REQUEST A
Copy the data records word for word, starting with the first line of the records and stopping after the line that contains "x=629, y=632".

PASSAGE PROVIDED
------------------------------------------------------------------------
Panel I: Community Structure and Women’s Leadership in Traditional
Cultural Production
Moderator – Margaret Chon, Seattle University School of Law
Helen Chuma Okoro, Nigerian Institute of Advanced Legal
Studies (and CC Nigeria), Traditional Knowledge, Intellectual Property
Protection, and Matriarchal Dominance: The Case of Traditional Textiles in
South Western Nigeria
Research looked at how to use communal TMs to promote
products in Nigeria, esp. textiles. Findings: very difficult to use communal TM
to promote textile sector particularly, because of structural organization of
sector. Characteristics of textiles:
traditional knowledge; intergenerational in nature. Good reputation: markets exist for the fabric
(adire). Method of production is
natural, organic, by hand.
A market leader, matriarchical structure: mother figure,
very influential. How can that relate to
IP? There’s an idea that traditional knowledge is inconsistent with traditional
IP. But traditional textiles are
fundamentally produced for commercial purposes, so the idea of noncommercial TK
is not relevant; the reputation is what needs protecting. Everyone wants to benefit from the
reputation, so there’s lots of imitation.
Traditional textiles are more expensive to produce; have difficulty
competing with copies/synthetic imitations.
Many families therefore may abandon the production. Need incentive to continue in trade, and IP
could provide that. They understand they
do have some kind of property/right, though they don’t call it IP. They do
share designs, but against outsiders they won’t share. Maternal line transmits
the knowledge.
Small, fragmented industry of producers. Traditional model: result is lots of
competition. Communal methods can work
better—protect designs individually by copyright, individual TM, but lack
enforcement capacity. Nigerian TM act dates from 1965, substandard. Protection
for certification marks but not GIs.
Market mother may be able to provide the necessary structure
to make sure standards are maintained, work hand in hand with standard organization
for certification marks. If that works,
can be transplanted to other sectors.
Lorraine Aragon, University of North Carolina, Cut From the
Same Cloth? Reimagining Copyright’s Relationship with TCEs and Gender in
Indonesia
Between 2003-2010, weaver argued w/district headman about
his plan to © a textile design. Nela’s argument wasn’t technical/legal but
about needs & customs of women.
Widely shared traditions exist across Indonesia; she was defending what
women of the region (not the nation, a recent invention) customarily do—share designs/knowledge. District head predicted econ. benefits to
recently created district; drawing on recently enacted law saying state holds ©
over folklore and people’s cultural products—district’s procedures could be “cut
from the same cloth” as national law.
Offers ways to rethink authorship and property models in
light of gender, in a nonwestern context.
Textiles: how do the weavers view claims over their work? In
Indonesia, this is women’s gendered domain (also pottery); where other TCEs are
more male-controlled. Convergence of IP
and cultural property (CP) models in developing nations—discussed as
provincialization of IP (though all IP can be discussed as
provincialization). Other literature
calls it indigenization of IP. But that doesn’t work for Indonesia; may not
work anywhere that lacks indigenous group membership/enrolled tribes/clear
lines of authority/a state eager to appease indigenous groups. There’s no legal
category of indigenous people in Indonesia, but over 300 ethnic groups.
------------------------------------------------------------------------
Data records
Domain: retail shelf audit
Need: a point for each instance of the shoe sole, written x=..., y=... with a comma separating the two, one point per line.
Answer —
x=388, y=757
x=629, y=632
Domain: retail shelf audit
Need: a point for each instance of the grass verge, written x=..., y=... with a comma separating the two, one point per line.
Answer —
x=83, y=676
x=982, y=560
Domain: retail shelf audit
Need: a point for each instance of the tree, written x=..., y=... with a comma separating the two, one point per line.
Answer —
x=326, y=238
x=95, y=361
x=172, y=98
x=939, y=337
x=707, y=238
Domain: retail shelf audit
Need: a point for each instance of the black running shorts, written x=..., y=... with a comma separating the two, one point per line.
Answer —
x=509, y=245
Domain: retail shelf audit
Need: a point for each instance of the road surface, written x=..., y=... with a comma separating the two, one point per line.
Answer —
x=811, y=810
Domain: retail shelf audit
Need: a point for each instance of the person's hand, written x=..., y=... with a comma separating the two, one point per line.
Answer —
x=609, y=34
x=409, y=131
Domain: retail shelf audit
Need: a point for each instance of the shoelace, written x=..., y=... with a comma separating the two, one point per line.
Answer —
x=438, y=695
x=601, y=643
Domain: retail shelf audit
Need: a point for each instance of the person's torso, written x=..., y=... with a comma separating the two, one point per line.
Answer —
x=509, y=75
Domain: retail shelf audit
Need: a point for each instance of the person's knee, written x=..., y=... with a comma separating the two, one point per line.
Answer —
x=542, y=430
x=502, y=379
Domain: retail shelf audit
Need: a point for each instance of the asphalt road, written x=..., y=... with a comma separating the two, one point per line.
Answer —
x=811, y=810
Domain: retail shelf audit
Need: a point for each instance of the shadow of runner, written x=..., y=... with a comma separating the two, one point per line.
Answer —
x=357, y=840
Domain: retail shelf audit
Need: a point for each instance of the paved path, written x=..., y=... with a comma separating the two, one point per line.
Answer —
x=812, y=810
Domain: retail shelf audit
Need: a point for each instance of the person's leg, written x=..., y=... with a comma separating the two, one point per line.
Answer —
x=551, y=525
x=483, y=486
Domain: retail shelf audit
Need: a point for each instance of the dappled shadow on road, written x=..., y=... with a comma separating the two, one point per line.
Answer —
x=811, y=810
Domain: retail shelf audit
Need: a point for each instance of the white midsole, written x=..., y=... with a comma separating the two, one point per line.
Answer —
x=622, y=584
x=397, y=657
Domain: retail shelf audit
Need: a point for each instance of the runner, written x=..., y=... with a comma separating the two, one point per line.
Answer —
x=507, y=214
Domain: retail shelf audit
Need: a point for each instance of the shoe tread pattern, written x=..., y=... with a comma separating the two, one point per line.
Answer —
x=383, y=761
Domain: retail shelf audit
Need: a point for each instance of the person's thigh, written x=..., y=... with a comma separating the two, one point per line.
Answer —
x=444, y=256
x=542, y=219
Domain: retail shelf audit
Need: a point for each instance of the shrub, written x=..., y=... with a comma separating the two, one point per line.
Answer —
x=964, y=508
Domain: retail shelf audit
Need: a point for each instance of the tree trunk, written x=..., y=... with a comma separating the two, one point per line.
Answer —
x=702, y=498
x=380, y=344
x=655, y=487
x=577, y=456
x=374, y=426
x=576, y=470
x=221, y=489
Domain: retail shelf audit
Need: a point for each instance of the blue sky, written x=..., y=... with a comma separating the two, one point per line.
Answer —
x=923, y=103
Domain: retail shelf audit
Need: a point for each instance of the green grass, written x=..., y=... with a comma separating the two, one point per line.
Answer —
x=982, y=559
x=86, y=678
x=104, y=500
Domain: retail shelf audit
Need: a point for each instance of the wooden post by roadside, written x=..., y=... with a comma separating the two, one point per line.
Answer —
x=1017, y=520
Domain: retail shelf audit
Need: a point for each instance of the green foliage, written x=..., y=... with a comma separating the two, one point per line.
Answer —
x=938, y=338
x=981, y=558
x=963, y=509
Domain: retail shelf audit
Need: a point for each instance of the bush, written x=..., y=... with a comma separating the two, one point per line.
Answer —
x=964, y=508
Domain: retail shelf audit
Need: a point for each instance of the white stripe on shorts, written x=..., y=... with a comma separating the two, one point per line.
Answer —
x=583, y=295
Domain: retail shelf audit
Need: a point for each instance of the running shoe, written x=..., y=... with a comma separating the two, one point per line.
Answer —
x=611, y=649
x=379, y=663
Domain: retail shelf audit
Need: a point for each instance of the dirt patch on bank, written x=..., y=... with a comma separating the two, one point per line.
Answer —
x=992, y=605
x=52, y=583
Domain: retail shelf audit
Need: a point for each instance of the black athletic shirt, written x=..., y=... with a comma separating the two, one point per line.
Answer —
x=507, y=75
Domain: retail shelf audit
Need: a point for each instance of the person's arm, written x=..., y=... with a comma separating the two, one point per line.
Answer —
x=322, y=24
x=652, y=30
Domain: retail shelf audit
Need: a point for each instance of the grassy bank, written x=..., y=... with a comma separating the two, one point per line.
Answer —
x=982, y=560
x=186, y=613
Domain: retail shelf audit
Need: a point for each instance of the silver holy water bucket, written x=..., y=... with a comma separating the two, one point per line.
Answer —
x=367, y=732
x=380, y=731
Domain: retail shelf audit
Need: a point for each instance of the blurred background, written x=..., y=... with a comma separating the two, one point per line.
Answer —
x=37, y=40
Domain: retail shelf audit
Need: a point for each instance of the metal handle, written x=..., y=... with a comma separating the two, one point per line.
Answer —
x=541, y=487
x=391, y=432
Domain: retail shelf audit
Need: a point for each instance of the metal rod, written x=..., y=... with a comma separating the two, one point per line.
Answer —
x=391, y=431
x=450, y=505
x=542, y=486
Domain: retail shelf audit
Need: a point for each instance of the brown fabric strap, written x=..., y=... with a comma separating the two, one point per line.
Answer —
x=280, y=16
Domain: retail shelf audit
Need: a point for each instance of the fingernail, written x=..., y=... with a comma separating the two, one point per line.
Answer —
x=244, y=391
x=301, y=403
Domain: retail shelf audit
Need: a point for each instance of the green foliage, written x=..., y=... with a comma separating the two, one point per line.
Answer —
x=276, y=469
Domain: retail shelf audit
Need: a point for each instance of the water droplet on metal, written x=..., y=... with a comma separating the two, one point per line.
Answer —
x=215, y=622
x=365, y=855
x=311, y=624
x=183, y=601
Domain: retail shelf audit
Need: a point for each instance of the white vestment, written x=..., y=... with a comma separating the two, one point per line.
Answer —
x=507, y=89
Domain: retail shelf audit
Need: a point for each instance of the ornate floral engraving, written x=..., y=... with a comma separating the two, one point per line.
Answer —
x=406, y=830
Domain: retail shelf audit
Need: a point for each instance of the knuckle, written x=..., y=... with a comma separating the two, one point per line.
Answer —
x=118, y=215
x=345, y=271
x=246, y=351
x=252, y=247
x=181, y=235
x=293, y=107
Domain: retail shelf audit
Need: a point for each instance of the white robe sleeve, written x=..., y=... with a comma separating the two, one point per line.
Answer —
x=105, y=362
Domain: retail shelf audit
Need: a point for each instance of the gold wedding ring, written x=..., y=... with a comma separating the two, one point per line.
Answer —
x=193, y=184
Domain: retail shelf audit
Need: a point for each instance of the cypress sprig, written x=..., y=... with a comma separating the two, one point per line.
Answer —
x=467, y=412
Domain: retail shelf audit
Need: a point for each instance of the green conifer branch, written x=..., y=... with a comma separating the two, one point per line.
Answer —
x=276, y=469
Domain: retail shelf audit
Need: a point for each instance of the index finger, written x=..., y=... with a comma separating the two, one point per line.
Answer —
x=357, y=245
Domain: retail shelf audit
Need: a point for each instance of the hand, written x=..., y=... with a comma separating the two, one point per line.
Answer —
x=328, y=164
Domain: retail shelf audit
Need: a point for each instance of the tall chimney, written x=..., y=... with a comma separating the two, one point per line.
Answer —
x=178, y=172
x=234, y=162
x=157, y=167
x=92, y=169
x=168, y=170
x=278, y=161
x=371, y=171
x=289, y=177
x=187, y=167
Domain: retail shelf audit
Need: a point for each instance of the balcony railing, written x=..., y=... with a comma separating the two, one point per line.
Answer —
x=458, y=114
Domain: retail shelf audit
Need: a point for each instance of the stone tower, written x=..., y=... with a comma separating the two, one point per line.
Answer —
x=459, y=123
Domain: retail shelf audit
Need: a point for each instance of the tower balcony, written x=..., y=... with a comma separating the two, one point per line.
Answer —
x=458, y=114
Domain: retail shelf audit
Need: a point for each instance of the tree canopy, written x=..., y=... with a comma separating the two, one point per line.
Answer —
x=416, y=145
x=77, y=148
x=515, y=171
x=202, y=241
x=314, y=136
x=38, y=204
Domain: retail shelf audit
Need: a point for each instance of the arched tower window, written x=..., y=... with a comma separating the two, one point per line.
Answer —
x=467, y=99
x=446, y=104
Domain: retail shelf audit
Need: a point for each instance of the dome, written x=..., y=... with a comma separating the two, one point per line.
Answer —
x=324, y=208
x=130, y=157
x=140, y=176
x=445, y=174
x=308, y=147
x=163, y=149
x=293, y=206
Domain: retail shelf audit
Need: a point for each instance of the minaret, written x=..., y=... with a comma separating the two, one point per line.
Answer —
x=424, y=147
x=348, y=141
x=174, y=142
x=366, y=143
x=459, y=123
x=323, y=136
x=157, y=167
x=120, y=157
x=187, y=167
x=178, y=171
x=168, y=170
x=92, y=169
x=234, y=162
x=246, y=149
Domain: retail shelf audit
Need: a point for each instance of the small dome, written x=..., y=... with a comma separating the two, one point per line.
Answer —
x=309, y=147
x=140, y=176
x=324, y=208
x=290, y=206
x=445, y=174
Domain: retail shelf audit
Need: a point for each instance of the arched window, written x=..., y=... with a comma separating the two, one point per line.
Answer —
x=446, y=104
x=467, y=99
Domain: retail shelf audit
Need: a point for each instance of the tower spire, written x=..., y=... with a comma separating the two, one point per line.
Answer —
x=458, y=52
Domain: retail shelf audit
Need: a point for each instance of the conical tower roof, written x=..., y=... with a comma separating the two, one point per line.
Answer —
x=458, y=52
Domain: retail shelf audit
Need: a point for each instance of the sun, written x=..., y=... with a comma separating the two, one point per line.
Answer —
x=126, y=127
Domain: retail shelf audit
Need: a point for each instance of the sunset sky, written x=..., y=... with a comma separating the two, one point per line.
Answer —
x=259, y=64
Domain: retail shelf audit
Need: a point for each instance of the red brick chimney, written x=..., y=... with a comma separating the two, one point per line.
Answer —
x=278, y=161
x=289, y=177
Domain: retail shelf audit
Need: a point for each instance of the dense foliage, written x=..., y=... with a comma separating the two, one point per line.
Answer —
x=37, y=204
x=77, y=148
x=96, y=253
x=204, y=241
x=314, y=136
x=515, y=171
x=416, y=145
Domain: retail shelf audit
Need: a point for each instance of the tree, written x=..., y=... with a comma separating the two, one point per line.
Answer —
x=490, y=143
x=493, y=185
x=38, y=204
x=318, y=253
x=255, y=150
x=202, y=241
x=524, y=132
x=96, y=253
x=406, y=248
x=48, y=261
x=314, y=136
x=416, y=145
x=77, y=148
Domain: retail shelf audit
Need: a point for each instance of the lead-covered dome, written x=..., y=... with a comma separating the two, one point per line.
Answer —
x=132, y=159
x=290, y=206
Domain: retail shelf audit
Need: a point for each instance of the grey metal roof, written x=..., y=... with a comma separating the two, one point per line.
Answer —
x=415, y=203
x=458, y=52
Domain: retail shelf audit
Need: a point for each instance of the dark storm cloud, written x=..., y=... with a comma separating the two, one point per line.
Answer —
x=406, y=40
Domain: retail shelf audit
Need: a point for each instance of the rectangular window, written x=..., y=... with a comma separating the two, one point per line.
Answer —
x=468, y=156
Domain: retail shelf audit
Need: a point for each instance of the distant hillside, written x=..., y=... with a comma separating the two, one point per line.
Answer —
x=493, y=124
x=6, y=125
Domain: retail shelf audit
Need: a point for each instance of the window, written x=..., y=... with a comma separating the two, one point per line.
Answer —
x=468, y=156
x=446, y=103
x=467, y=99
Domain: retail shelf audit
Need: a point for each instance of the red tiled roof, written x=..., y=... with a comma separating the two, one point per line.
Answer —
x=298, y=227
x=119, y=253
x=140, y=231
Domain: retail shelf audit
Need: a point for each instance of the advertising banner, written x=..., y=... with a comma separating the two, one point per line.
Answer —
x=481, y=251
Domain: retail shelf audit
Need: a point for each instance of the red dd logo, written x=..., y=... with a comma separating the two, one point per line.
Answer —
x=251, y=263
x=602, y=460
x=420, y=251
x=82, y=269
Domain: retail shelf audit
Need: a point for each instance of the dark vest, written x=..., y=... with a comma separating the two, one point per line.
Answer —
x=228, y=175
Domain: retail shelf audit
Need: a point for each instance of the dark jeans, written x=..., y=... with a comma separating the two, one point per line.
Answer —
------------------------------------------------------------------------
REQUEST B
Repeat word for word the part of the panel notes on traditional textiles and intellectual property that begins at the words "Small, fragmented industry" and ends after "but not GIs.".

FULL RESPONSE A
Domain: retail shelf audit
Need: a point for each instance of the shoe sole, written x=..., y=... with a comma separating the two, one point per line.
Answer —
x=388, y=757
x=629, y=632

FULL RESPONSE B
Small, fragmented industry of producers. Traditional model: result is lots of
competition. Communal methods can work
better—protect designs individually by copyright, individual TM, but lack
enforcement capacity. Nigerian TM act dates from 1965, substandard. Protection
for certification marks but not GIs.